*REQUIREMENT:* For the string "eroded", count the lines in the records below that contain it. Answer with that number alone.

RECORD SET START

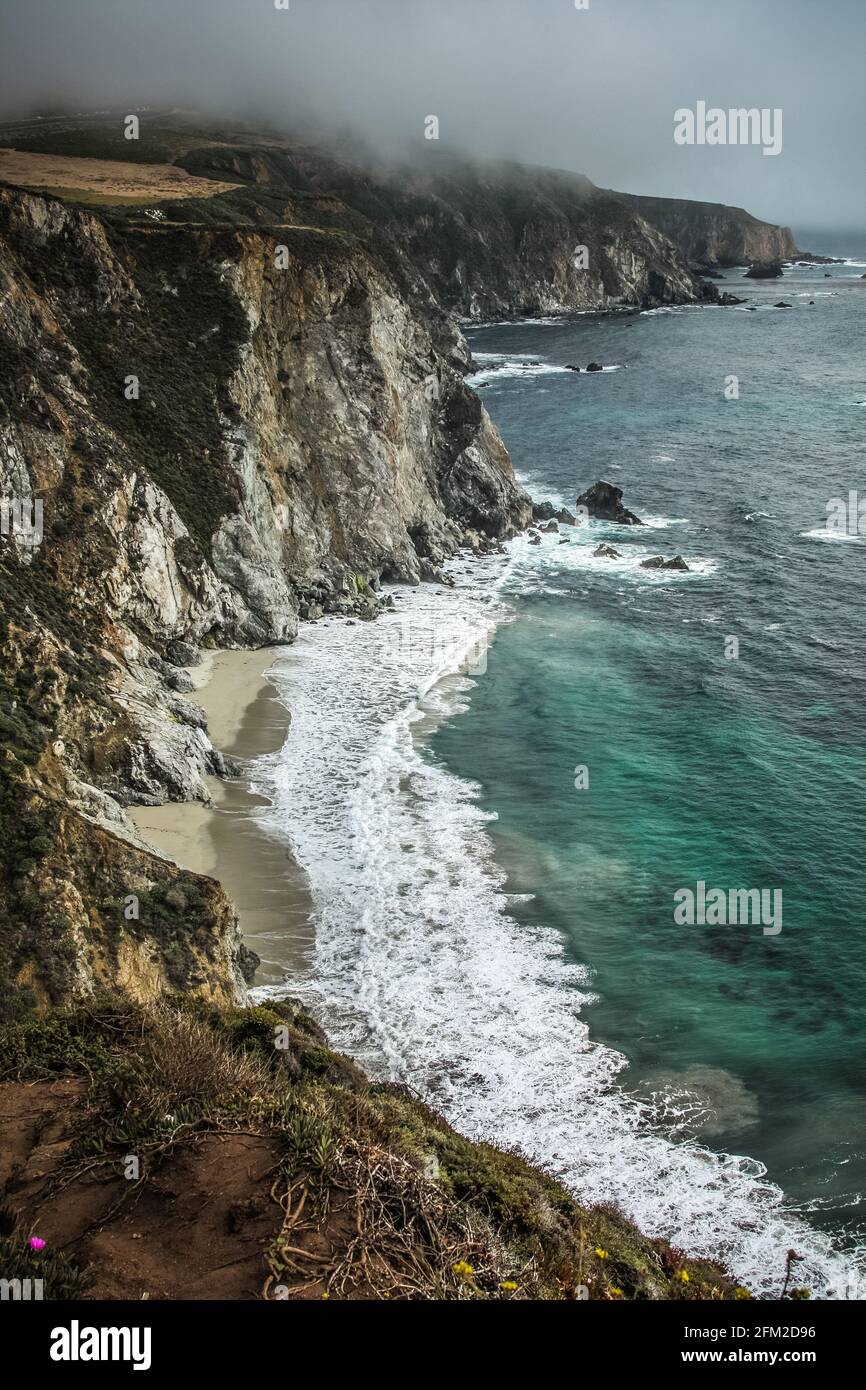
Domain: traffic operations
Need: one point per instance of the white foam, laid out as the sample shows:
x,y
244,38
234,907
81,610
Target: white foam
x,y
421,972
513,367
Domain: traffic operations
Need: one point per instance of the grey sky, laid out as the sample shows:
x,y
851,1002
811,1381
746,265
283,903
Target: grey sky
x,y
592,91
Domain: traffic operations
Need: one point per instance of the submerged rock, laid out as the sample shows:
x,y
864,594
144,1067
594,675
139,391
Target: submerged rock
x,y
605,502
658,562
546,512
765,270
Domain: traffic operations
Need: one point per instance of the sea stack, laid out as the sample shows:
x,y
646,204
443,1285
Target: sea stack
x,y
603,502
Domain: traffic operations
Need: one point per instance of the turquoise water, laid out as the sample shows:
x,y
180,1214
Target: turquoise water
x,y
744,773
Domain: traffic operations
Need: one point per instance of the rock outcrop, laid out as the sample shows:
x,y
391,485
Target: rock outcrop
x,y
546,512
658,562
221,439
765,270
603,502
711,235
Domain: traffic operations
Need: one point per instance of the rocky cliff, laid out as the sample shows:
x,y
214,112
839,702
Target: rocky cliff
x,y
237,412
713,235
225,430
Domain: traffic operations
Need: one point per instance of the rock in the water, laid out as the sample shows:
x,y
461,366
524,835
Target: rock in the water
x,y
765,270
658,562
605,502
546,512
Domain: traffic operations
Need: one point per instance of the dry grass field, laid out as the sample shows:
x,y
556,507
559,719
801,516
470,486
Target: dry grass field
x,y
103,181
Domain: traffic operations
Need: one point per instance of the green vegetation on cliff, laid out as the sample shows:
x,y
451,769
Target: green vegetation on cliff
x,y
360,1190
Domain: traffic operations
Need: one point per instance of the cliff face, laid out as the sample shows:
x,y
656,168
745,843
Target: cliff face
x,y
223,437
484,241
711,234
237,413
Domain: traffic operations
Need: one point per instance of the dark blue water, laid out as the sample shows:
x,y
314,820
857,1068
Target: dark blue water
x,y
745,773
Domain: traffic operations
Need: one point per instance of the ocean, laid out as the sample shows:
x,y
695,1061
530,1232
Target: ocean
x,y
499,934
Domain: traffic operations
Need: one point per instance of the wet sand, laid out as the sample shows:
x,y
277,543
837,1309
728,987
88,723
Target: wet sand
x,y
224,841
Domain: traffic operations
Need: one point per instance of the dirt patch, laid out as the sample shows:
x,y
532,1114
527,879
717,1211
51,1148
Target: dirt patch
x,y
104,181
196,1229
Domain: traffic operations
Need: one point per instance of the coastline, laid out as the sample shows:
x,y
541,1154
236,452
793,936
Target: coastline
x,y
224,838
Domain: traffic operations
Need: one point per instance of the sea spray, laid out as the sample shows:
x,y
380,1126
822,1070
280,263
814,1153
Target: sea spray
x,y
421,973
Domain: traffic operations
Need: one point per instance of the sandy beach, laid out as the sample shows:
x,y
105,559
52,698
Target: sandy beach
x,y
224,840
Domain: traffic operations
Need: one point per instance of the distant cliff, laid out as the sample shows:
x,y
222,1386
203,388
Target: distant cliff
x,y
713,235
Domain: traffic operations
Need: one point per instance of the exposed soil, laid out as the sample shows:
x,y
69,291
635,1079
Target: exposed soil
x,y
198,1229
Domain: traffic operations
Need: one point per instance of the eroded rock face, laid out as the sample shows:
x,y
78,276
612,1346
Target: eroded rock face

RECORD SET END

*RESPONSE:* 2